** Opening SUPPLIED RECORDS block **
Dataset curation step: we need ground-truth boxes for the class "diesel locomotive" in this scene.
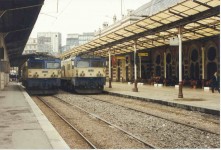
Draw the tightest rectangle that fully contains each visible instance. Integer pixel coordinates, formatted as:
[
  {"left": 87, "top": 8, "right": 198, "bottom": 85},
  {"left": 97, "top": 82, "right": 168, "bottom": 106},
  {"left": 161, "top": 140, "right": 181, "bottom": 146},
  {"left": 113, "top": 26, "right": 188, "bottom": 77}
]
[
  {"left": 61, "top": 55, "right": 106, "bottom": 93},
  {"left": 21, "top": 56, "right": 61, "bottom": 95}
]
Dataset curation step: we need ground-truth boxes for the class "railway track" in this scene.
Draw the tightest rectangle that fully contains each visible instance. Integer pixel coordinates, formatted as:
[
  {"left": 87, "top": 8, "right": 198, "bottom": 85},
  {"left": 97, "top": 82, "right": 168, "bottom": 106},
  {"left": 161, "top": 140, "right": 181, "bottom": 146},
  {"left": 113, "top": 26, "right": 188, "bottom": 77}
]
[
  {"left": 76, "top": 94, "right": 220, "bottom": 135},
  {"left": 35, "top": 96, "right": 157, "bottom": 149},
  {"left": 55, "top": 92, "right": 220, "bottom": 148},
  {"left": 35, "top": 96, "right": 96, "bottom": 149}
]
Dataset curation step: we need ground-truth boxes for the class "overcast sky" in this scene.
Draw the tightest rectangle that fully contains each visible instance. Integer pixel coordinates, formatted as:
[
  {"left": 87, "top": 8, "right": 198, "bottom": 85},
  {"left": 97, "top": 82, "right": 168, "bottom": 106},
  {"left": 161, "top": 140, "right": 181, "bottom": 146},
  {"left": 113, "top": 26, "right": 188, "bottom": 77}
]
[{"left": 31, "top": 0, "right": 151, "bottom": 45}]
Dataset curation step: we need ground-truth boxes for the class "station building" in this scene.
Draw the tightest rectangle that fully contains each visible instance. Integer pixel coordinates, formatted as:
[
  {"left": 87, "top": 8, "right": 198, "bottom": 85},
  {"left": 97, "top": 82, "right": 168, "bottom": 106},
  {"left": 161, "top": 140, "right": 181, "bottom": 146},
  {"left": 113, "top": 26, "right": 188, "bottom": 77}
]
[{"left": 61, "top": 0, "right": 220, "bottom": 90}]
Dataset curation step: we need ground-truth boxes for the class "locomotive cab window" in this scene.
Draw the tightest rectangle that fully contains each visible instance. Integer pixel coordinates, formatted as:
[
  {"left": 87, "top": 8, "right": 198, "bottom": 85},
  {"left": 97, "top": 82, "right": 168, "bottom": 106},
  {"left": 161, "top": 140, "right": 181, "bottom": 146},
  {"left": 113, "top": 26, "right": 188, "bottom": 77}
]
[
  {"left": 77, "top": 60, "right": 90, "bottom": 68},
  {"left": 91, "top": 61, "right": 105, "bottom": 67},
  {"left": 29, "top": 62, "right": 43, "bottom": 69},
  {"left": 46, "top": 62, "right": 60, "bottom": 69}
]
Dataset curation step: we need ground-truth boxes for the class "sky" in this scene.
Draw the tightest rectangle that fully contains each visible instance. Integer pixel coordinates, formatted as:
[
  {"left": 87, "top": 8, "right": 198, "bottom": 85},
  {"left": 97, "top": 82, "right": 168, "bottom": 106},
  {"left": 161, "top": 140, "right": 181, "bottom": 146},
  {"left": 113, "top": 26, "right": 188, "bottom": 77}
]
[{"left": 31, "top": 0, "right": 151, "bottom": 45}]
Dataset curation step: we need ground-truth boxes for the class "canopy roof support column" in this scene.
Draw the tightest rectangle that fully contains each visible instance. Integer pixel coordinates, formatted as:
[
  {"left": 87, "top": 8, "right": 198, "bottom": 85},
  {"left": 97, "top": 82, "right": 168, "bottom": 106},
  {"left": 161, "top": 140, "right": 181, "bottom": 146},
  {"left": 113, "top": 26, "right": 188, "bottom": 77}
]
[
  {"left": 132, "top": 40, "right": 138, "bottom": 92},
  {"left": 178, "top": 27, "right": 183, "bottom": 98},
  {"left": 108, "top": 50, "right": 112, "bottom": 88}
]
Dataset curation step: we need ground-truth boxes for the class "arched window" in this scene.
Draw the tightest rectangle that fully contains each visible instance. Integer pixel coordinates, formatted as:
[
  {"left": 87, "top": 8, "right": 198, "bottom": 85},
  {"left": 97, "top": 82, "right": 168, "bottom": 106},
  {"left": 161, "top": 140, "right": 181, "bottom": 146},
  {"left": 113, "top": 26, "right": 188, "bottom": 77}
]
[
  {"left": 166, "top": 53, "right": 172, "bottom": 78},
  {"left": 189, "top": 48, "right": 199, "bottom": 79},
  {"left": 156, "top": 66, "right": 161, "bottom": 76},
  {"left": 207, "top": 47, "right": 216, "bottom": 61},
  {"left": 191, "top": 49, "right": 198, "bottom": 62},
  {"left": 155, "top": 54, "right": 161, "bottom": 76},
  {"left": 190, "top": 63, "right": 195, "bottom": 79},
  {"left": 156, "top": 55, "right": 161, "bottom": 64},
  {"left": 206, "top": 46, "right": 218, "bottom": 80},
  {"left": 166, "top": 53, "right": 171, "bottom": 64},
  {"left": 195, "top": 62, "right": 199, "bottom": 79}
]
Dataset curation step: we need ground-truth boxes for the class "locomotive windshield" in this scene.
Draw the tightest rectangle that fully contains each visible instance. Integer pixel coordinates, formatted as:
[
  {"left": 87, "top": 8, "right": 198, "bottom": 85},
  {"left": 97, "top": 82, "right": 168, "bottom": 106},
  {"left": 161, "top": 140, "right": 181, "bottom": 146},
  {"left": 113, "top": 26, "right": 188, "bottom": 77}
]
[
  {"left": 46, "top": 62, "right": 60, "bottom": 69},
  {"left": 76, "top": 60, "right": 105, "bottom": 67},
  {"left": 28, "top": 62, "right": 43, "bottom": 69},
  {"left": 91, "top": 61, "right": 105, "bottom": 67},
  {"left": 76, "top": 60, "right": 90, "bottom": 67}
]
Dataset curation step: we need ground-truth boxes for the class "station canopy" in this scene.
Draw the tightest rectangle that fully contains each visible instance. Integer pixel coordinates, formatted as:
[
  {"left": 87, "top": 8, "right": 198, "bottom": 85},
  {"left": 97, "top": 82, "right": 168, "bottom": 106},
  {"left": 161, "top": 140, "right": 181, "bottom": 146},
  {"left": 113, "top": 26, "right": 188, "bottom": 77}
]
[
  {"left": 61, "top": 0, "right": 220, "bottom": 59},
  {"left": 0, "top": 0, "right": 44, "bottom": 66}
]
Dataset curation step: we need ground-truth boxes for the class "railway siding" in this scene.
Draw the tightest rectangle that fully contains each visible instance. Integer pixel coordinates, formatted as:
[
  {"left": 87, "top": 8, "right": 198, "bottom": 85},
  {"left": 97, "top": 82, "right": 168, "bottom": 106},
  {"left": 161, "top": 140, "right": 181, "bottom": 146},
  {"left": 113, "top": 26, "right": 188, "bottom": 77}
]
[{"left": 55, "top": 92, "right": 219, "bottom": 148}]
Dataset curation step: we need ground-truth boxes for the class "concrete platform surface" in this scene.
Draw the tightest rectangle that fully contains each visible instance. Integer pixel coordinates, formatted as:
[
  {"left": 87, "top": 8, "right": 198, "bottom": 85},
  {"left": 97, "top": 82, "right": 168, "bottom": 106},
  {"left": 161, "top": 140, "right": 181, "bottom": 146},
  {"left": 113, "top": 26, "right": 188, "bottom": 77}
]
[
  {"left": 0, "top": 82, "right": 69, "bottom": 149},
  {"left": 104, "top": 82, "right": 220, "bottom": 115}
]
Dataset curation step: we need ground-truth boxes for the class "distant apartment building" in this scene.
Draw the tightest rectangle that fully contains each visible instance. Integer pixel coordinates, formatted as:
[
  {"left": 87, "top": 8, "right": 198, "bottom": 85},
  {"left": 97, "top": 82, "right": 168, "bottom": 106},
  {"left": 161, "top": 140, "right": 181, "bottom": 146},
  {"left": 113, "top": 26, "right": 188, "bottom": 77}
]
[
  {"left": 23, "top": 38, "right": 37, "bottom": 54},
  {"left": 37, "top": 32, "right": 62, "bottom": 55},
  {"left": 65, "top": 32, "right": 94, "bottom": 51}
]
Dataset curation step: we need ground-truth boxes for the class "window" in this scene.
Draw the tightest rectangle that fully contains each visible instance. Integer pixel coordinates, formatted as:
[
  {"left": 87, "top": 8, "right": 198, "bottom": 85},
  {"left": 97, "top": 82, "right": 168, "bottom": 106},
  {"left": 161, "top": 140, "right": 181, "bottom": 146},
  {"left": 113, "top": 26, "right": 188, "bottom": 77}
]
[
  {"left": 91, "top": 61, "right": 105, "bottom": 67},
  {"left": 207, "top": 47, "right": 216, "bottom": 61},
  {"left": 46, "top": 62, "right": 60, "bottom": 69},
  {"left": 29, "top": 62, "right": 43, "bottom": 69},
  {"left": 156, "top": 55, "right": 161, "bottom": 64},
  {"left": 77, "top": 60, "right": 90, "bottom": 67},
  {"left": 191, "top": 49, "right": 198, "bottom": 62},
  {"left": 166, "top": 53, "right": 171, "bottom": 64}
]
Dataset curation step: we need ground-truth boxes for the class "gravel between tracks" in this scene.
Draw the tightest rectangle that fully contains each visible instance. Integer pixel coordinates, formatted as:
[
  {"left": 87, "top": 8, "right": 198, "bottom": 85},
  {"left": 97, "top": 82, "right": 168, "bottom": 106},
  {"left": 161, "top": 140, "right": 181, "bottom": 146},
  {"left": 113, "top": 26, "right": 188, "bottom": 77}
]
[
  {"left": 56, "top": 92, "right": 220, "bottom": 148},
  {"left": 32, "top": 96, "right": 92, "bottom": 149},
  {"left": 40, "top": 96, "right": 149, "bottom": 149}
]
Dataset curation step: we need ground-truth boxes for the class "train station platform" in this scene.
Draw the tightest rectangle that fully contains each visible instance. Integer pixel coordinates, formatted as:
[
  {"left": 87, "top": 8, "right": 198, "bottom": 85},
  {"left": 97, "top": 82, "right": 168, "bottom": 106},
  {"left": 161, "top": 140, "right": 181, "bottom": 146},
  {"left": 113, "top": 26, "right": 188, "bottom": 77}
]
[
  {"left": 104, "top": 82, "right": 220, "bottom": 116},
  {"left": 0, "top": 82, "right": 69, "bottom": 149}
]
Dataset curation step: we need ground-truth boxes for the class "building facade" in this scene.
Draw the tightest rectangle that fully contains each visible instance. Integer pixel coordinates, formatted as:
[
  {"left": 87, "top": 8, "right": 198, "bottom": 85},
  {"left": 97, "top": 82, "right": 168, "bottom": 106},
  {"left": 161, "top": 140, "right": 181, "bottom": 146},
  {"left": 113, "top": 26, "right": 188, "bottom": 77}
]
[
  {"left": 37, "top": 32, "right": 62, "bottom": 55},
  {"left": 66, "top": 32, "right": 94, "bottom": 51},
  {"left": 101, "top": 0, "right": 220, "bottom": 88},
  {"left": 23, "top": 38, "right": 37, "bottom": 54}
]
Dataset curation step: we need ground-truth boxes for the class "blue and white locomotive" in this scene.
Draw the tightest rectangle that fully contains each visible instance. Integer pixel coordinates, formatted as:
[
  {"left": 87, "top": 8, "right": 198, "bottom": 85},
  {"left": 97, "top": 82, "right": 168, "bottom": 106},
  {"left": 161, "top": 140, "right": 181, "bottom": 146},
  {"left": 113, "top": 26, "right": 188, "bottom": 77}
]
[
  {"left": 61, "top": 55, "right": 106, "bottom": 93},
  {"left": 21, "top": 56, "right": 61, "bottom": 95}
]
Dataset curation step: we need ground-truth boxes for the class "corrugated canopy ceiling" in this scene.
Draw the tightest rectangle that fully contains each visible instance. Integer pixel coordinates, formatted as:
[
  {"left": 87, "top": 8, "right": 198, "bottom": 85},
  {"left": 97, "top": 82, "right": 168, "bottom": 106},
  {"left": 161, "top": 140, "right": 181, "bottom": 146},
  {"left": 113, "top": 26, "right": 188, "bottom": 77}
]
** Closing SUPPLIED RECORDS block **
* **PROBLEM DESCRIPTION**: Search the records above for the string "platform" and copy each line that holds it.

* **OUTPUT OF THE EXERCISE**:
Dataset curation step: we need ground-truth boxes for the class "concrete platform surface" in this scene.
Dataset curation step: we need ground-truth boxes for the class "train station platform" in this scene.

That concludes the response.